### To be done
Return every line of the data that contains the string "fruit", matching case.

[START Records shown]

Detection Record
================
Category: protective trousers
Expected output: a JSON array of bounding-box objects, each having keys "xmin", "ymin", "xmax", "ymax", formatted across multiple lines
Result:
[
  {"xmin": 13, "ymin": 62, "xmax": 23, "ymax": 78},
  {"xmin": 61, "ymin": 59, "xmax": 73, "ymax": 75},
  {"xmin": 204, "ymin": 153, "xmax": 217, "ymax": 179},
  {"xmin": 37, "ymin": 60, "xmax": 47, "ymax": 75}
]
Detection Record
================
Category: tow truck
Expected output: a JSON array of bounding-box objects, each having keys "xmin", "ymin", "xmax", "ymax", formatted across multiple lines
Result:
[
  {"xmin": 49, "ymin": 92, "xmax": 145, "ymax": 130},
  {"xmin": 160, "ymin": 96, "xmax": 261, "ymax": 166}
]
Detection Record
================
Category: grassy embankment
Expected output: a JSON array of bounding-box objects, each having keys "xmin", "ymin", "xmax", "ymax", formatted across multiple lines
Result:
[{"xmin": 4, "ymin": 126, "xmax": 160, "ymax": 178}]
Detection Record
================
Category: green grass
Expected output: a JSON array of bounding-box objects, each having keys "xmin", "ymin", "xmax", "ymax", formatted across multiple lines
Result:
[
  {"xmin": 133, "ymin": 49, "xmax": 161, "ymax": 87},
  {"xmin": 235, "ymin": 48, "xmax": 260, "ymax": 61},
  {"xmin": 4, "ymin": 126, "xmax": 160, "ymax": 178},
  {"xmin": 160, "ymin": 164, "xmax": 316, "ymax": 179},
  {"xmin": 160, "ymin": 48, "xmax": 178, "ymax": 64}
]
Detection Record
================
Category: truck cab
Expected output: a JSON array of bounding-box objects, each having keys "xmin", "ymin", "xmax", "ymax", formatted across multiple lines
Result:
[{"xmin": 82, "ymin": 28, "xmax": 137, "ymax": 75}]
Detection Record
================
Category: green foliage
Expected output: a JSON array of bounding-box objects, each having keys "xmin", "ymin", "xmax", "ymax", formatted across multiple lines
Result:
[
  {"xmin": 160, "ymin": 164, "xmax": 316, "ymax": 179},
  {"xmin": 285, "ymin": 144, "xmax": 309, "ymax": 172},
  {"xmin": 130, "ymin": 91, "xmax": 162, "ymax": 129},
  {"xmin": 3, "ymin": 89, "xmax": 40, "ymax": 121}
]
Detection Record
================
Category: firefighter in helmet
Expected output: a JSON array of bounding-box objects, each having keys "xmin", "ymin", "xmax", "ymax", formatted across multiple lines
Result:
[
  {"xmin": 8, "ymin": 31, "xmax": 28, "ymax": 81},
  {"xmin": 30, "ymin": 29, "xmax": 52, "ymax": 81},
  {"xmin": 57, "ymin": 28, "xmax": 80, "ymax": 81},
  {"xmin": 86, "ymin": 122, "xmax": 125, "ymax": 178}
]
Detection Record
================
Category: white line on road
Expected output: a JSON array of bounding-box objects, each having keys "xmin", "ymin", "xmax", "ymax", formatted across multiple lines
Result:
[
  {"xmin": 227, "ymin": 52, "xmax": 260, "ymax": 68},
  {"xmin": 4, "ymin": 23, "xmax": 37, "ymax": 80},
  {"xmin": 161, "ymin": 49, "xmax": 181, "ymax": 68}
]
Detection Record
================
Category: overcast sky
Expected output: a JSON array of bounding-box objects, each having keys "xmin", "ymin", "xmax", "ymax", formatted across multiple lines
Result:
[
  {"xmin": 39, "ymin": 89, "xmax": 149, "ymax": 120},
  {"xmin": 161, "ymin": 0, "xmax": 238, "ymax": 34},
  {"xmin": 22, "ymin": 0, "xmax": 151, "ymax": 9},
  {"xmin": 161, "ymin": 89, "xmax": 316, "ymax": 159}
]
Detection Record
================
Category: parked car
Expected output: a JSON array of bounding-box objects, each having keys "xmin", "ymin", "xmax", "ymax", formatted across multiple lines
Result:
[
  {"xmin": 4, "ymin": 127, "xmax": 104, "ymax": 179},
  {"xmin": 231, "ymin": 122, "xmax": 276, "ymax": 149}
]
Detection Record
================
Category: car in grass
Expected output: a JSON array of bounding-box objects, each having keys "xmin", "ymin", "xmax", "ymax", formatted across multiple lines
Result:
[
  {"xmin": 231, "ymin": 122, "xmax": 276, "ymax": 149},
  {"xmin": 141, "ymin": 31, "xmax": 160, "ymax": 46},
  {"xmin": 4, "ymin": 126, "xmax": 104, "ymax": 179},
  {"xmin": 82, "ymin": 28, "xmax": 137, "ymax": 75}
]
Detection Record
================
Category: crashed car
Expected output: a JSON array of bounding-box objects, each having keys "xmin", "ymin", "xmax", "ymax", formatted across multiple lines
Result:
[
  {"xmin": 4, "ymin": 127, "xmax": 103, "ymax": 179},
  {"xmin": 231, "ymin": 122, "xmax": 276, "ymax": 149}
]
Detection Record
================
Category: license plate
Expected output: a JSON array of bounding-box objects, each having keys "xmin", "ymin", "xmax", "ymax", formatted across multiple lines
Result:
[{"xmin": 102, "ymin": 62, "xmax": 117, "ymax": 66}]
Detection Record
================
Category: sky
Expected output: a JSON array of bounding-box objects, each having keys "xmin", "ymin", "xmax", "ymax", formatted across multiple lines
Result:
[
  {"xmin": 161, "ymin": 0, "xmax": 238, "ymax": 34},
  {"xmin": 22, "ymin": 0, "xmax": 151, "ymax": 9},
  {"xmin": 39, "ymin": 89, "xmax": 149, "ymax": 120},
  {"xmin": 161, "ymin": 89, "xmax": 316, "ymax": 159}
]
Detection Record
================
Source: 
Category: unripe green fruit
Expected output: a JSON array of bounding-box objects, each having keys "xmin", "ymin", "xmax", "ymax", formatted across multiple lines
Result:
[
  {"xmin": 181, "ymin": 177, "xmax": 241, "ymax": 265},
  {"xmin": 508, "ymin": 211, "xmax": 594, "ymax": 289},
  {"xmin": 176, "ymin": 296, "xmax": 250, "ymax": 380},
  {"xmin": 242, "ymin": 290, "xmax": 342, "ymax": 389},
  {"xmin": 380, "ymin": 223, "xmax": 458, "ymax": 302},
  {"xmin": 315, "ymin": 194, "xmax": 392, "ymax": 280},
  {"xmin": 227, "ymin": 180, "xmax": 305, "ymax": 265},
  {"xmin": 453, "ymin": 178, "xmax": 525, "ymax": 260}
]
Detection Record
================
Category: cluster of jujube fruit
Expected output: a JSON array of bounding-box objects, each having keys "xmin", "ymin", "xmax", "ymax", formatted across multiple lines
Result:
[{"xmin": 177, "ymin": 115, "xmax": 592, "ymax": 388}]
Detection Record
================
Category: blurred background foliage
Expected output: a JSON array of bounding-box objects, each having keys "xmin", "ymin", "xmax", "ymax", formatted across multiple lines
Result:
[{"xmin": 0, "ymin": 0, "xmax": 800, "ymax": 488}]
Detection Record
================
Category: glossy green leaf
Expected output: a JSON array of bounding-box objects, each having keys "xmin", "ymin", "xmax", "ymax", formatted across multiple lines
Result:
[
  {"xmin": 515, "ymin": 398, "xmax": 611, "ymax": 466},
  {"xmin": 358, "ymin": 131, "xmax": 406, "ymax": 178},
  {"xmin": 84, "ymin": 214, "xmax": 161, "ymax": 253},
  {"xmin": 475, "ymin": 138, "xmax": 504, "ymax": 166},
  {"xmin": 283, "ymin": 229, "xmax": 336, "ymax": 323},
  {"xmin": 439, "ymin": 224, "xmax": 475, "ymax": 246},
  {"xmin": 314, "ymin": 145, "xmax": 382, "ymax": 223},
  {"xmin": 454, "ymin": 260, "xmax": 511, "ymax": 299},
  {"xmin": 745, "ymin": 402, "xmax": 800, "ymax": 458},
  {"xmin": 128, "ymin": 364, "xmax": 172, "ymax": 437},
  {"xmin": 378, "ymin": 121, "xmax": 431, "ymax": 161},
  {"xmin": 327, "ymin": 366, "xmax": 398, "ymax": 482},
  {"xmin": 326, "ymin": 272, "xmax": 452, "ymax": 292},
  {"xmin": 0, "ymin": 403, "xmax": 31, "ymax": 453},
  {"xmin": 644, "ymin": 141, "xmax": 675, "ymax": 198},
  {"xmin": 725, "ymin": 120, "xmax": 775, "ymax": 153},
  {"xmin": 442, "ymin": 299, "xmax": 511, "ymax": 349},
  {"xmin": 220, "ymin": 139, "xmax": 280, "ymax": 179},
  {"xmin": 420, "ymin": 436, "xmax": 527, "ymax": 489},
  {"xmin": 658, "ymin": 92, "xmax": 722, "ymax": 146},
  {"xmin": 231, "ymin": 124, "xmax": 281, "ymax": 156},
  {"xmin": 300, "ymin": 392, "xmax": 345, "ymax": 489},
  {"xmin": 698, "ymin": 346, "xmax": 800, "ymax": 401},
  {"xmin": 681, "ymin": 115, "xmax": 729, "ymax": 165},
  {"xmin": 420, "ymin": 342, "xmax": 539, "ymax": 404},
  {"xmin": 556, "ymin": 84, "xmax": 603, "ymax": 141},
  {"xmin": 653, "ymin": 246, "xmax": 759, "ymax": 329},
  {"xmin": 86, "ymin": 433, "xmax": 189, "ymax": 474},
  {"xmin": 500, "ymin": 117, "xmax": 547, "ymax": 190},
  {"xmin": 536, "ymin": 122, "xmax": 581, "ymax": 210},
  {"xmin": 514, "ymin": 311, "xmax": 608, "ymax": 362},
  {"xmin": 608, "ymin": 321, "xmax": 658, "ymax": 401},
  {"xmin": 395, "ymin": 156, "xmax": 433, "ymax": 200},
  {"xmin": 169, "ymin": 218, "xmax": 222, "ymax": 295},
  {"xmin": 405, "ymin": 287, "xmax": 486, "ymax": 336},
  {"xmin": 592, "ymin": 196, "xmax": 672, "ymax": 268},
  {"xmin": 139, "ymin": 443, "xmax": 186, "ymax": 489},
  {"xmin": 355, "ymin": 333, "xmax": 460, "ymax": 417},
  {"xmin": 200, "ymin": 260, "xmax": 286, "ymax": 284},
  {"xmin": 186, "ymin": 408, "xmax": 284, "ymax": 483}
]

[END Records shown]

### Solution to this task
Category: unripe green fruit
Category: cluster of jujube fruit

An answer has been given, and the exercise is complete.